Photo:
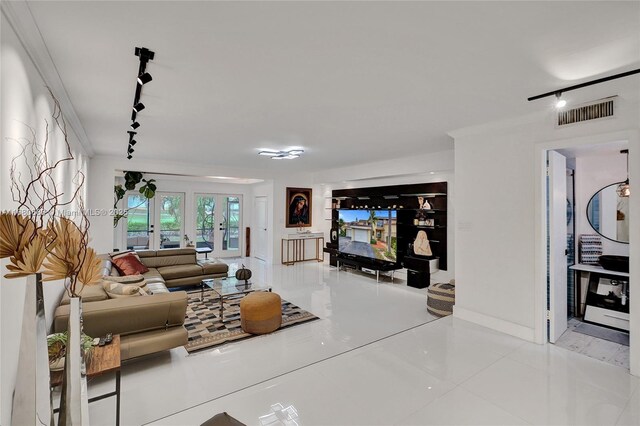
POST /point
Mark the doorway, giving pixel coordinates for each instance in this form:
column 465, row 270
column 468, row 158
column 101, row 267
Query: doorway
column 585, row 302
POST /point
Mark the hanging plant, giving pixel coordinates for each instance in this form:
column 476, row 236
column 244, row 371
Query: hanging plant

================================

**Exercise details**
Rewrite the lines above, changing every "instance" to "occurrence" and keeping everything else the same. Leave the pictures out of your answer.

**Answer for the task**
Photo:
POST /point
Mark the doorway, giving pixel coordinates for each occurrence in this form:
column 465, row 270
column 468, row 158
column 101, row 267
Query: doorway
column 585, row 302
POST /point
Mark the hanging plant, giving pixel coordinates for each occurrence in this form:
column 476, row 236
column 244, row 371
Query: hanging plant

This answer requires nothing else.